Problem 1
Could you recast the entries, starting at the line that contains "form [[86, 8]]." and ending at the last line of the entries, as a JSON list of strings with one string per line and blank lines left out?

The extent of underinsurance following the California wildfires is startling. One author has noted that “[a] six month after-the-fact survey of the subset of homeowners who lost their homes to the October 2007 wildfires in San Diego reported the average amount of under insurance at $240,000 (K. Klein, When Enough Is Not Enough: Correcting Market Inefficiencies in the Purchase and Sale of Residential Property Insurance, 18 Vir. Journal of Social Policy & The Law, 344 (2011) p. 348; hereinafter, “Klein 2011”). Indeed, 74% of the homeowners who responded to the survey reported that they were underinsured.
Klein updated his research and published another article in 2017. (K. Klein, Minding the Protection Gap: Resolving Unintended, Pervasive, Profound Homeowner Underinsurance, Vol. 25, Issue 1 Conn. Ins. Law Journal 34, hereinafter, “Klein 2017”) He points out:
Six months after the 2013 Black Forest Fire, 38% of respondents self-reported they were underinsured by an average of $100,000. Six months after the 2015 Butte Fire, 65.22% of respondents self-reported they were underinsured. Six months after the 2015 Valley Fire, 53% of respondents self-reported they were underinsured by an average of $103,000. Six months after the 2017 North Bay Fires 66% of respondents self-reported they were underinsured on the dwelling portion of their claim by an average of $317,000.
(Klein 2017, p. 47.)
It is also recognized that underinsurance is a national problem. One study by Marshall & Swift/Boeckh found that, from 2002 to 2006, between 58% and 73% of homes in the United States were underinsured. (See P. Wells, Insuring to Value: Meeting a Critical Need [Nat’l. Underwriter, 2007, 2nd ed.], p. 46.) According to the same study, there is now “an estimated 58 percent of homes undervalued by an average of 21 percent in the United States” (Ibid.)
How did this come about? It resulted from the insurance companies and their agents failing over decades to properly determine the replacement cost of homes. The insurance industry knew this. In order to avoid the foreseeable consequences of its failure, the insurance industry adopted a modern version of caveat emptor: The homeowner, not the insurer, was responsible for determining the cost to replace the insured home. This position was taken, and supported in the courts, despite the homeowner’s obvious inability to accept this unilaterally imposed duty of the insurance industry.

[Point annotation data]
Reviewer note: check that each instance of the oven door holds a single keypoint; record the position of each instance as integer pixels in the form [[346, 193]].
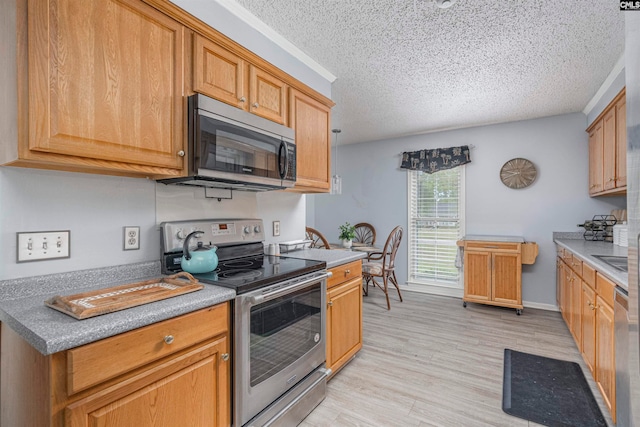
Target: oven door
[[279, 338]]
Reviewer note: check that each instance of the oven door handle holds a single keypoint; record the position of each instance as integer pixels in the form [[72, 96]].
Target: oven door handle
[[260, 298]]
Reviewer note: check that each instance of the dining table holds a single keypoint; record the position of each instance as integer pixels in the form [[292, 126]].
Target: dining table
[[356, 246]]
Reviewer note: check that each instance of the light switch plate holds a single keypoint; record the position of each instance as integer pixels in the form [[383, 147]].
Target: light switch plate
[[42, 245], [131, 238]]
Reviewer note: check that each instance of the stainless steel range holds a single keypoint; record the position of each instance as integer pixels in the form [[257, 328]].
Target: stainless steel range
[[279, 319]]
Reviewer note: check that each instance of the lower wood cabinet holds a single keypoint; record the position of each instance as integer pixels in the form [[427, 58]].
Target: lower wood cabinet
[[146, 380], [586, 303], [344, 314], [493, 273]]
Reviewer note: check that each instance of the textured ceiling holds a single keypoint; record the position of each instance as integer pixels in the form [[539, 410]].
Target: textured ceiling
[[405, 66]]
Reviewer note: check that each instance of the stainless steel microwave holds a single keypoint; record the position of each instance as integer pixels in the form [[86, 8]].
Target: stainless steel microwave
[[232, 148]]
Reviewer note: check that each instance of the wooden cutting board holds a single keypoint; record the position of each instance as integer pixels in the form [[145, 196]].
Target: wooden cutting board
[[102, 301]]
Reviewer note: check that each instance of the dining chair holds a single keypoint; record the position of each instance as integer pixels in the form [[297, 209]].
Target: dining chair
[[381, 265], [318, 241], [365, 233]]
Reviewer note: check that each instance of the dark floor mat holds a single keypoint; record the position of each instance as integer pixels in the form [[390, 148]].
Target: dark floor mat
[[548, 391]]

Problem 2
Can you continue the passage on homeowner underinsurance from the point where it stops?

Written reply 1
[
  "Reviewer note: check that each instance of the stainless steel microwave holds a single keypoint; record the position of each instance as integer pixels in the form [[86, 8]].",
  "Target: stainless steel microwave",
  "[[232, 148]]",
  "Reviewer note: check that each instance of the wooden cutting board holds a single keypoint; record the position of each instance as integer pixels in the form [[145, 196]].",
  "Target: wooden cutting board",
  "[[102, 301]]",
  "Reviewer note: check that each instance of the dining chair holds a single keypoint; record the position of each instance as integer pixels in the form [[297, 209]].",
  "Target: dining chair",
  "[[381, 265], [318, 241], [365, 233]]",
  "Reviewer note: check that each instance of the dark floor mat holds a single keypoint; record the position of each instance as integer pixels in the form [[390, 148]].",
  "Target: dark floor mat",
  "[[548, 391]]"
]

Written reply 2
Now, homeowners must resort to litigation to recover the amount of their underinsurance. This litigation has historically been directed at the insurance agent. (See, e.g., Fitzgerald v. Hayes (1997) 57 Cal.App.4th 916.) But this may be an unsatisfactory solution. Insurance agents may carry professional liability insurance, but it is unlikely that such insurance will be sufficient to respond to tens, if not hundreds, of underinsurance claims. Litigators must turn their attention to the insurance companies themselves to provide sufficient funds for the many underinsured homeowners. This article addresses some facts that a litigator will need to know, as well as some of the issues that will need to be addressed in bringing such claims against the insurance companies.
A brief history of underinsurance in the insurance industry
The problem of underinsurance has been recognized in the insurance industry since at least the 1930s. (See S. Hassani, “Magnifying Disaster: The Causes and Consequences of Underinsurance,” April 2013, unpublished doctoral dissertation; hereinafter, “Hassani”.)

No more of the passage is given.